• List of tasks
1. From the passage about Camp Zeist, quote the words starting at "The importance of" and ending at "character of Islam.".
2. According to the passage about Camp Zeist, how many people died when Pan Am Flight 103 was blown up over Lockerbie?

• Text under study
*****

Camp Zeist is a former U.S. Air Force base near the town of Zeist, not far from Utrecht in the central Netherlands. In 1999 a high-security prison was installed there. This is where, in 1999-2001, two Libyans stood trial for blowing up Pan Am Flight 103 over the Scottish village of Lockerbie in 1988, killing 270 people. In fact, we spent our days in the very cell that held Abdelbaset Ali Mohmed al-Megrahi, the Libyan terrorist sentenced to life imprisonment for the Flight 103 bombing. There was some bitter irony in the jail cell serving as home both to Islamic terrorists and their intended victims. Incidentally, in August 2009 the Scottish government released Megrahi and sent him back to Libya, where he was welcomed as a returning hero. Amid pressure for his release by the Libyan government, the Scots had let him go for “humanitarian reasons,” claiming he was expected to die from prostate cancer within three months. More than two years later, at the time of this writing, Megrahi is still alive and living in freedom, while Kurt Westergaard, Ayaan Hirsi Ali, Wafa Sultan, myself, and other critics of Islam have yet to be “released” for “humanitarian reasons” by the hounds of Islam. When will we be able to resume a normal life without the fear of an assassin showing up at our door?

The cells at Camp Zeist were more comfortable than the places where we had previously stayed. We had a bedroom with two single beds, which we put next to each other, and some closets for our clothes. We also had a bathroom with a shower (but no heating), a living room with a couch and a television set, and a red carpet. Red curtains adorned barred windows that looked out at a six-foot-high wall. We could even see a little slice of the sky.

Despite the improvement in our situation, we still lived like prisoners. Whenever we left our premises, bells started ringing and guards came running. We had no privacy and were hardly ever alone.

Leading a life like that got me thinking about some big questions. It is sometimes said that Americans and Europeans differ a lot and that they are growing further apart. I disagree—we share the same fundamentals, and that binds us together. Western societies guarantee their citizens something that no other civilizations grant them: privacy. It’s one of those things you tend to take for granted unless you lose it.

The importance of privacy is unique to Western society with its notion of the sovereign individual. In stark contrast to Western norms, Islam robs people of their privacy and dignity. Islamic societies—includ—ing Islamic enclaves in the West—exert tight social control that is indicative of the totalitarian character of Islam.

*****

• Data
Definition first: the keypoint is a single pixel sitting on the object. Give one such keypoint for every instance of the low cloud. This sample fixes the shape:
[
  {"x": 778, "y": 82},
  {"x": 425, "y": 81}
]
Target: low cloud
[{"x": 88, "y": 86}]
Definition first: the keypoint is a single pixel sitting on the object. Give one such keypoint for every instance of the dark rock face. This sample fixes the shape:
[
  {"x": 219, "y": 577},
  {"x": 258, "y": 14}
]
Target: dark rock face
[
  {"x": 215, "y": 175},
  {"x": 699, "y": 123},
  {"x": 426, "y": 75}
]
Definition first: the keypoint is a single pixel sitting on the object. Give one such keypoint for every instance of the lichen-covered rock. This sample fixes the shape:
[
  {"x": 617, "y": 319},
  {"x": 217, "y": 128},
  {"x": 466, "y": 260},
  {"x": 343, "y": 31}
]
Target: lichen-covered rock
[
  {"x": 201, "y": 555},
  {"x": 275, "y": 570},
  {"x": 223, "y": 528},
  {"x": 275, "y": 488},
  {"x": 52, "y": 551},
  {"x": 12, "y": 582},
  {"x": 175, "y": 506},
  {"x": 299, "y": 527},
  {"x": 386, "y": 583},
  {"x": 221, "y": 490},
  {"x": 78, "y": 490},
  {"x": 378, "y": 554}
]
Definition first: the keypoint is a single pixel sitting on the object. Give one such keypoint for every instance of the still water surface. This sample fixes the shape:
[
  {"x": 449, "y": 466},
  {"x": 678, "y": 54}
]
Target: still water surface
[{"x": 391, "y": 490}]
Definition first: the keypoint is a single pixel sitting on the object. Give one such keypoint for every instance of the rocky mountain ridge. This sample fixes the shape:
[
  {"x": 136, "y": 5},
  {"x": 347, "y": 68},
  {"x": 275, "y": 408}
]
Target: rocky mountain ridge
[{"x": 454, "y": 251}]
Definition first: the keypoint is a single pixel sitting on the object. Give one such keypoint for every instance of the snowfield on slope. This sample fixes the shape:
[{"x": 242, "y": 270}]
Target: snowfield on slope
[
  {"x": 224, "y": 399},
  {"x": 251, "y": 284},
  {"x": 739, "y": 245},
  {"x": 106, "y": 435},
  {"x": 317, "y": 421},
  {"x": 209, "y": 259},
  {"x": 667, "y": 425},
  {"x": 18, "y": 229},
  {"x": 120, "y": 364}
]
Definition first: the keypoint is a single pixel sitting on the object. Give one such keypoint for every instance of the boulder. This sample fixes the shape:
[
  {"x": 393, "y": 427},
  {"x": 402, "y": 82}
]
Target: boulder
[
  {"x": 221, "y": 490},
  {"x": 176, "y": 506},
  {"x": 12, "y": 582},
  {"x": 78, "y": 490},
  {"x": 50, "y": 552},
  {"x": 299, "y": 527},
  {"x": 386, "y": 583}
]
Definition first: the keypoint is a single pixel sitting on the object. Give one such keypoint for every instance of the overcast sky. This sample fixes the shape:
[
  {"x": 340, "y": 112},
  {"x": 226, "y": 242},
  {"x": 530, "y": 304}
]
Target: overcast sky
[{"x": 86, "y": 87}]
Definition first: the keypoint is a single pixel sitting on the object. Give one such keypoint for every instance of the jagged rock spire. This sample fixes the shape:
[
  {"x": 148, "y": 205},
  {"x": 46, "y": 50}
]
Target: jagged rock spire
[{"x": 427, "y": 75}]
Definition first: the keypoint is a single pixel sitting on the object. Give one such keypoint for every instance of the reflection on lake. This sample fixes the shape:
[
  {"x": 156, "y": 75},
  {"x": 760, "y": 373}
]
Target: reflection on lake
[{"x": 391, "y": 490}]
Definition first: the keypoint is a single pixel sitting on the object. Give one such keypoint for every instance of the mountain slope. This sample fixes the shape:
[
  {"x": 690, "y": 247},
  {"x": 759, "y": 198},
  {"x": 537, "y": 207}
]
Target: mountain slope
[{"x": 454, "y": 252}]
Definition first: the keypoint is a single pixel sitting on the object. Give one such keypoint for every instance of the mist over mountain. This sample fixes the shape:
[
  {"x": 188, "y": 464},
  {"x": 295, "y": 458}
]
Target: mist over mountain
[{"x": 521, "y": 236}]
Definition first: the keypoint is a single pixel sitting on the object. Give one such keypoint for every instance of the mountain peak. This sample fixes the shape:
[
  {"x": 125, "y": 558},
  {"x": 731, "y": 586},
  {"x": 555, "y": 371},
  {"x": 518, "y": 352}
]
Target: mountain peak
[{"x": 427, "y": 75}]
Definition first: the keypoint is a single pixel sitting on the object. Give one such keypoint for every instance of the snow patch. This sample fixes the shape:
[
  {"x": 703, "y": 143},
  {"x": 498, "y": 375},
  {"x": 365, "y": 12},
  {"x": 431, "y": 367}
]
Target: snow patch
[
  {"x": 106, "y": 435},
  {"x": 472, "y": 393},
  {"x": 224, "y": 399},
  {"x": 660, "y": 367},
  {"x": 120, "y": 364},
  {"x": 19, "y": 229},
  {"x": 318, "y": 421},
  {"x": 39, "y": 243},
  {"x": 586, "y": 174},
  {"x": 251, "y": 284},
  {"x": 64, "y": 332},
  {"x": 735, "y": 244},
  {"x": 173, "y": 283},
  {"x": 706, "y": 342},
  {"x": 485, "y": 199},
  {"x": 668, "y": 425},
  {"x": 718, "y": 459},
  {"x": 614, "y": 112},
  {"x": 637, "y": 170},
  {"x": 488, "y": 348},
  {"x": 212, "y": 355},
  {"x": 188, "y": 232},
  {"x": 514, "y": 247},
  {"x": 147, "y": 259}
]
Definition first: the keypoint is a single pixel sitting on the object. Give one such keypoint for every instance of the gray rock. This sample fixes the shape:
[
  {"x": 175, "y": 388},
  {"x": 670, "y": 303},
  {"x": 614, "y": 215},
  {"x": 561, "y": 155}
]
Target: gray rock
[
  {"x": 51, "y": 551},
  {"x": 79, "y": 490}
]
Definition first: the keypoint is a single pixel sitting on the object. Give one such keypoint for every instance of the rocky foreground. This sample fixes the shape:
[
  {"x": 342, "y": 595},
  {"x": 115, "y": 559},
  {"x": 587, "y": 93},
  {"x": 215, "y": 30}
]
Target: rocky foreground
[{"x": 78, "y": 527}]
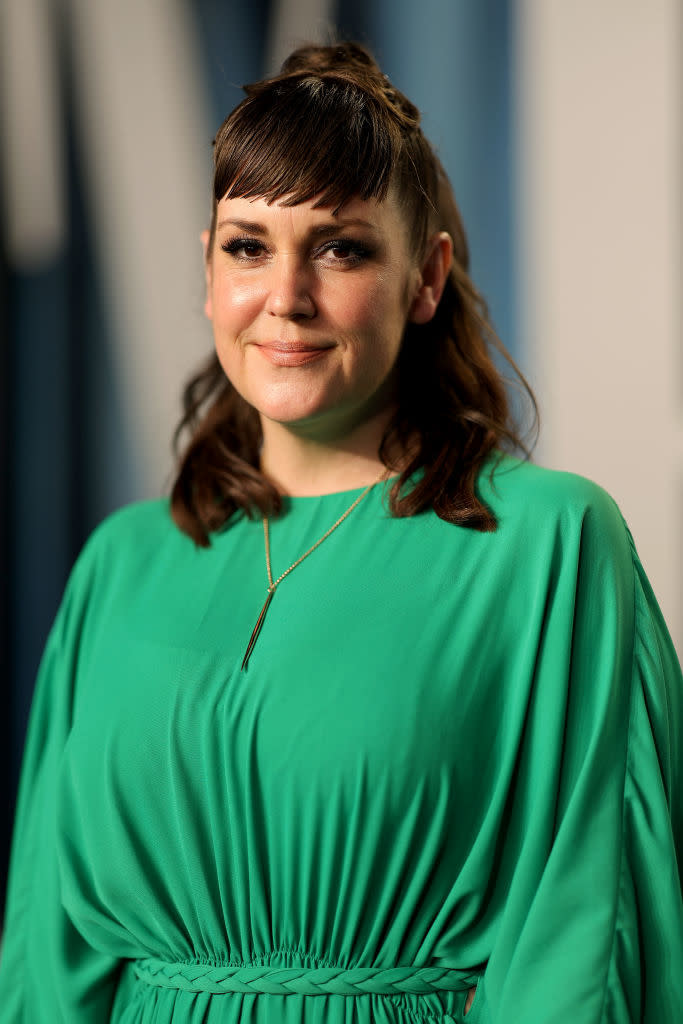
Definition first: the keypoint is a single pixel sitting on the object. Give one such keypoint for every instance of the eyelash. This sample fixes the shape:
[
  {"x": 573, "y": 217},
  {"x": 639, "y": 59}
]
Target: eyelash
[{"x": 357, "y": 251}]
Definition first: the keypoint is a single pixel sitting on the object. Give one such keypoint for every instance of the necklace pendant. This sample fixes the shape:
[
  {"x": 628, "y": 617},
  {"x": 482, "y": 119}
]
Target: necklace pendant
[{"x": 257, "y": 629}]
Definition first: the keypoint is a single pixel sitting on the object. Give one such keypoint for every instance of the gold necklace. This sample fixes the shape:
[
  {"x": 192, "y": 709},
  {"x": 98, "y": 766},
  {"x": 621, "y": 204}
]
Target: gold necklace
[{"x": 273, "y": 584}]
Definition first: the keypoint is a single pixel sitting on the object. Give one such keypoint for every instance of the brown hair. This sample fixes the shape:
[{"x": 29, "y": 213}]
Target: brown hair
[{"x": 331, "y": 126}]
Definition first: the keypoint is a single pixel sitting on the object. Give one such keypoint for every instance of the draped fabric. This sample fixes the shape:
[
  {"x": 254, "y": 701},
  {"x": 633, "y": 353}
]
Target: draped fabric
[
  {"x": 92, "y": 93},
  {"x": 454, "y": 759}
]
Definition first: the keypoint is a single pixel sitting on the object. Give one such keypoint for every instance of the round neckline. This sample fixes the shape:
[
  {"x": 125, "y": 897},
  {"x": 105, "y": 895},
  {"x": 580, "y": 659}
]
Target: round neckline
[{"x": 292, "y": 501}]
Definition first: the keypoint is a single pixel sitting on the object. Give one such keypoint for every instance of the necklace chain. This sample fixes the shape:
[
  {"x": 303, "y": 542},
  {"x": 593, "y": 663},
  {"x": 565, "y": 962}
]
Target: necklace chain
[{"x": 273, "y": 584}]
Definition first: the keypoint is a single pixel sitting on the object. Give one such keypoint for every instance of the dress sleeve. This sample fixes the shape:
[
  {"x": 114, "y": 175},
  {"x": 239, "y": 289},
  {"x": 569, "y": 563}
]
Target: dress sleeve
[
  {"x": 591, "y": 929},
  {"x": 48, "y": 973}
]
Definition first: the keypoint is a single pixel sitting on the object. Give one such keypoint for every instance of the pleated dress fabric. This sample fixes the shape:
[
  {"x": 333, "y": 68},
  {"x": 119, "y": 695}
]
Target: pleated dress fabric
[{"x": 454, "y": 759}]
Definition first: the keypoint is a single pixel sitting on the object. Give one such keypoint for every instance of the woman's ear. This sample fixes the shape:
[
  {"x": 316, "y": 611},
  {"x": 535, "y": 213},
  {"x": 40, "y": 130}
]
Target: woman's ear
[
  {"x": 208, "y": 273},
  {"x": 433, "y": 275}
]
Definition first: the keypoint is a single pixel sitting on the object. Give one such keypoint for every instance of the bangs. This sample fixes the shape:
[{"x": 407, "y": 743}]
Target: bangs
[{"x": 303, "y": 138}]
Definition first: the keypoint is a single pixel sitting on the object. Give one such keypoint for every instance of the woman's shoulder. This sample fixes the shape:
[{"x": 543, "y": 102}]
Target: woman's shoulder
[
  {"x": 138, "y": 522},
  {"x": 515, "y": 487},
  {"x": 130, "y": 537}
]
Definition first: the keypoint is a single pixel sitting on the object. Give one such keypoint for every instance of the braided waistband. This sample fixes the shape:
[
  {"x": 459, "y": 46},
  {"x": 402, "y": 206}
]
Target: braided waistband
[{"x": 303, "y": 981}]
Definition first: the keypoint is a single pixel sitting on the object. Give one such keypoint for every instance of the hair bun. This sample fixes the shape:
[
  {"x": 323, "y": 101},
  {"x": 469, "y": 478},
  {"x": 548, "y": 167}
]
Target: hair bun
[
  {"x": 353, "y": 64},
  {"x": 342, "y": 56}
]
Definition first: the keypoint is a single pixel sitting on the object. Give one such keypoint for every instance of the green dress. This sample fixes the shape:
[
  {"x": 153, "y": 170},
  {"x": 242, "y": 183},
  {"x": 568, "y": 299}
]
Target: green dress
[{"x": 454, "y": 759}]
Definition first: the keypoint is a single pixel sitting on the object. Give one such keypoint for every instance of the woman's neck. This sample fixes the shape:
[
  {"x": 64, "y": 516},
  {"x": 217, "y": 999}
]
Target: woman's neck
[{"x": 304, "y": 466}]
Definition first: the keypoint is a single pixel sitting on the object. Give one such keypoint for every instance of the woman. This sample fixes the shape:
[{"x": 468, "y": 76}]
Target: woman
[{"x": 375, "y": 723}]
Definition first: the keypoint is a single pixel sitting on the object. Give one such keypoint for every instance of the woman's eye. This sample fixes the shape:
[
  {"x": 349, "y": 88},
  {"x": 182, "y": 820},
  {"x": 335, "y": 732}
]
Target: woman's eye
[
  {"x": 345, "y": 251},
  {"x": 244, "y": 249}
]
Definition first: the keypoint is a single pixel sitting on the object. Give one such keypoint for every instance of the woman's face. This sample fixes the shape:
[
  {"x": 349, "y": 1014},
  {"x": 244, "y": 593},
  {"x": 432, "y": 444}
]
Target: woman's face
[{"x": 308, "y": 309}]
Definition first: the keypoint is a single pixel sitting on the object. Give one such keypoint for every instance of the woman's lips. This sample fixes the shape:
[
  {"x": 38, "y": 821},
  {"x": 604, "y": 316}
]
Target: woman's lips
[{"x": 295, "y": 354}]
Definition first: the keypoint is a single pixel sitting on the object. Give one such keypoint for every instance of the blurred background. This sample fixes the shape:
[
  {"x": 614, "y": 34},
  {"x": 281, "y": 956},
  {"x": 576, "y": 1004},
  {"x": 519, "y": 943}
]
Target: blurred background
[{"x": 560, "y": 127}]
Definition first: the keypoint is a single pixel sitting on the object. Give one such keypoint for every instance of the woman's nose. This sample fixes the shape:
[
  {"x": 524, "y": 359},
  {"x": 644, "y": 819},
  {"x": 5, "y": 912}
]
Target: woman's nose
[{"x": 290, "y": 290}]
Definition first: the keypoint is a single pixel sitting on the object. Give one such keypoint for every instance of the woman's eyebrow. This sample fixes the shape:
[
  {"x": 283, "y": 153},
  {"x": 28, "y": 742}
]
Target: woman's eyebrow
[{"x": 254, "y": 227}]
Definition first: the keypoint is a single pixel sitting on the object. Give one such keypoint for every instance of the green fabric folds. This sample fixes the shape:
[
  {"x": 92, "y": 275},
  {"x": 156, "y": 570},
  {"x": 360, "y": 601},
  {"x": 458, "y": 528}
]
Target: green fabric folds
[{"x": 449, "y": 750}]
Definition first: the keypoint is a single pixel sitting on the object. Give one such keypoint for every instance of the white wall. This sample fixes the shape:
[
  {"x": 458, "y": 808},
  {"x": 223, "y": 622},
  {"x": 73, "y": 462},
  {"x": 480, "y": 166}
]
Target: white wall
[{"x": 600, "y": 100}]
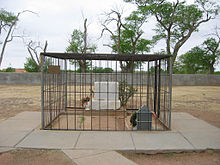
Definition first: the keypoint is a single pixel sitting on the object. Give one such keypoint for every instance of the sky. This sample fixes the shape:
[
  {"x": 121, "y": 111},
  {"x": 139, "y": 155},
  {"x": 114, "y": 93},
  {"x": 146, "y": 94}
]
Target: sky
[{"x": 56, "y": 19}]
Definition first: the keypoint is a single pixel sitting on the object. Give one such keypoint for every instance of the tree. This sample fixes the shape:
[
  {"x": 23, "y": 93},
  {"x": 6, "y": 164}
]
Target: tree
[
  {"x": 131, "y": 40},
  {"x": 127, "y": 36},
  {"x": 33, "y": 48},
  {"x": 79, "y": 44},
  {"x": 8, "y": 23},
  {"x": 211, "y": 53},
  {"x": 177, "y": 21},
  {"x": 31, "y": 65},
  {"x": 201, "y": 59},
  {"x": 191, "y": 62}
]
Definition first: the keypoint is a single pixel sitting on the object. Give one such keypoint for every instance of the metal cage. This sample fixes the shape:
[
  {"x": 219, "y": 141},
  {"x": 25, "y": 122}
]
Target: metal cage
[{"x": 113, "y": 92}]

*****

• Answer section
1.
The importance of privacy is unique to Western society with its notion of the sovereign individual. In stark contrast to Western norms, Islam robs people of their privacy and dignity. Islamic societies—includ—ing Islamic enclaves in the West—exert tight social control that is indicative of the totalitarian character of Islam.

2. 270 people.